**Reading passage:**

==================================================

Joe Gagnon Believes in Large Portfolio-Balance Effects of Quantitative Easing
Joe Gagnon: RealTime Economic Issues Watch | Michael Woodford’s Unjustified Skepticism on Portfolio Balance:
In his recent speech at the Federal Reserve’s annual Jackson Hole conference, Professor Michael Woodford of Columbia University attempted to pour cold water on the idea that the Fed’s purchases of long-term bonds (also known as quantitative easing) could lower bond yields. His contention was that the portfolio balance effect of such purchases would be minimal at best. I disagree, as do the bulk of central bankers.
This debate matters because, if Woodford is right, the Fed’s only tool for delivering more stimulus now is to commit to future policy actions that may be viewed as undesirable when they occur—such as promising not to raise interest rates when inflation returns. If the market were to doubt such a commitment from the Fed, the Fed would lose its ability to steer the economy. In reality, the portfolio balance channel gives the Fed a tool to guide the economy without unduly restricting future policy choices. This is not to deny, however, that Fed statements about future policy intentions may have important effects.
Woodford devotes several pages in his Jackson Hole remarks to discussing a paper I wrote two years ago with former Fed colleagues Matthew Raskin, Julie Remache, and Brian Sack. We showed that Fed purchases of long-term agency and government bonds in 2008 and 2009 lowered a range of long-term interest rates. We argued that most of those declines appeared to reflect a reduction in term premiums…. Woodford asserts instead that most or perhaps all of the declines in bond yields might have been caused by the market’s interpretation of the Fed’s statements and actions as indicating that the path of future short-term interest rates would be lower than previously expected.

==================================================

**Challenges:**
(a) Reproduce the part of the passage on quantitative easing starting with "Woodford devotes several" and going on through "than previously expected.".
(b) Decide whether each statement agrees with the passage on quantitative easing, and give the words of the passage that settle it: (i) Woodford's speech was given at the Federal Reserve's annual Jackson Hole conference; (ii) the paper discussed by Woodford studied Fed bond purchases made only in 2009; (iii) the writer denies that Fed statements about future policy intentions can have important effects.

==================================================

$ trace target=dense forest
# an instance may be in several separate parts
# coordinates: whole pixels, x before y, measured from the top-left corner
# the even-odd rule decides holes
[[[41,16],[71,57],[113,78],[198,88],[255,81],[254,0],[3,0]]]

==================================================

**Answers for the exercise:**
(a)
Woodford devotes several pages in his Jackson Hole remarks to discussing a paper I wrote two years ago with former Fed colleagues Matthew Raskin, Julie Remache, and Brian Sack. We showed that Fed purchases of long-term agency and government bonds in 2008 and 2009 lowered a range of long-term interest rates. We argued that most of those declines appeared to reflect a reduction in term premiums…. Woodford asserts instead that most or perhaps all of the declines in bond yields might have been caused by the market’s interpretation of the Fed’s statements and actions as indicating that the path of future short-term interest rates would be lower than previously expected.

(b)
(i) Yes: "In his recent speech at the Federal Reserve’s annual Jackson Hole conference"
(ii) No: "Fed purchases of long-term agency and government bonds in 2008 and 2009"
(iii) No: "This is not to deny, however, that Fed statements about future policy intentions may have important effects."